- [SHORT PROBLEM] Identify every line of the data that contains the word "road" and copy each of those lines in full, treating uppercase and lowercase as different.

- [DATA SUPPLIED]
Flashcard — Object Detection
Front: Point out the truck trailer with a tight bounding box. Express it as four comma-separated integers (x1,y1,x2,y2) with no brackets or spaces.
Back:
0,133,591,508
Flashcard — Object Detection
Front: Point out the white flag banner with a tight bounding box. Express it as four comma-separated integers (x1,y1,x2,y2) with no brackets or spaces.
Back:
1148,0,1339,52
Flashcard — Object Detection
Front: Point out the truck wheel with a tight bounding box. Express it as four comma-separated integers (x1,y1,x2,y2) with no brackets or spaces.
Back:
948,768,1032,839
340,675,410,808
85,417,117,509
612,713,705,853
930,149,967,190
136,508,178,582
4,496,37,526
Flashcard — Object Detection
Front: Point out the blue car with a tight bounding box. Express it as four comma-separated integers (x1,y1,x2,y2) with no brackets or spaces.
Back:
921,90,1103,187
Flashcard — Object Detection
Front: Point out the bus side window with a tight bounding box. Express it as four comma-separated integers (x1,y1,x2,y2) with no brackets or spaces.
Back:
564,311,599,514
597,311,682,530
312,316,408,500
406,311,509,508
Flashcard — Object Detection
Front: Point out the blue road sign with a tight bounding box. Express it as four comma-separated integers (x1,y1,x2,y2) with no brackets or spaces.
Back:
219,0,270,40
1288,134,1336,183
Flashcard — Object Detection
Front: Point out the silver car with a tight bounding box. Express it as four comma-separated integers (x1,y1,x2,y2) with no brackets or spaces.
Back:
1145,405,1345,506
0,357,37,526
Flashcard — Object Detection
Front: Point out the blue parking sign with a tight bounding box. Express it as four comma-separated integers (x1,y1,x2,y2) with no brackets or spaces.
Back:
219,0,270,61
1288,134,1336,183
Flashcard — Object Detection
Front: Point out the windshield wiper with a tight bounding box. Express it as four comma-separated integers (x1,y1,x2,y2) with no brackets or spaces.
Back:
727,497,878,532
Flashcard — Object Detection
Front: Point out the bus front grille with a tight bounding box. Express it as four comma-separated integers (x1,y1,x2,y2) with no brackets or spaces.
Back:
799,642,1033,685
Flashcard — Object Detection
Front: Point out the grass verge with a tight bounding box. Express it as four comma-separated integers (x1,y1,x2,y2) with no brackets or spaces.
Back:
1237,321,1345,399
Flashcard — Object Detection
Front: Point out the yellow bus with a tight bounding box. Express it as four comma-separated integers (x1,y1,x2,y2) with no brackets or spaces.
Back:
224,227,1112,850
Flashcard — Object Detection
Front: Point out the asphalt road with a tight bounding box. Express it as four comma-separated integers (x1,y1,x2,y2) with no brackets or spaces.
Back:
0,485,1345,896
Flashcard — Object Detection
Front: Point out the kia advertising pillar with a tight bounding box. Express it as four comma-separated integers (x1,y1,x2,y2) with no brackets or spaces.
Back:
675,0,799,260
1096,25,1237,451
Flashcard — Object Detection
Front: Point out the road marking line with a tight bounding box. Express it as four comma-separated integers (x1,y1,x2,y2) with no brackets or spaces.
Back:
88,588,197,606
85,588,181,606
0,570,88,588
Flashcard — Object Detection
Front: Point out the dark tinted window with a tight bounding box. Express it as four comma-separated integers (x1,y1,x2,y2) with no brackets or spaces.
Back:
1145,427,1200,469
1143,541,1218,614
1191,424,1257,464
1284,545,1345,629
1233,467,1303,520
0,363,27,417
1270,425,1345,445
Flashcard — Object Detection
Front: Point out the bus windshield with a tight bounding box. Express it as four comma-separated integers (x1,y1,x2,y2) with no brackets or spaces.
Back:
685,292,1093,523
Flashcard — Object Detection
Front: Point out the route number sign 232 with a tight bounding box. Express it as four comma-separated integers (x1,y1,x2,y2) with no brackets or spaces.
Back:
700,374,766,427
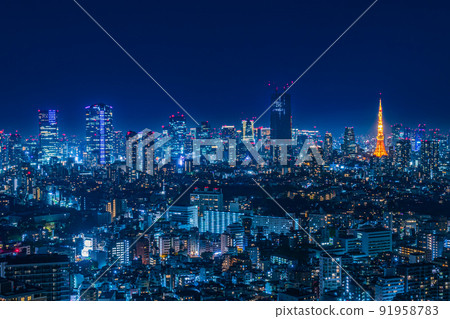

- [REPLY TO THE EXERCISE]
Front: Point out the blue road sign with a tight bounding box. Express it as four comma-separated integers (x1,y1,x2,y2) with no brackets or spaces.
Front: Point out the asphalt road with a tight bounding box. Express it as four comma-separated integers (x1,y1,x2,y2) with no brackets or spaces.
Front: Point out the road marking line with a tight bounding box. Express it as four comma-separated integers (x1,y1,x2,y2) with no brackets or spaces.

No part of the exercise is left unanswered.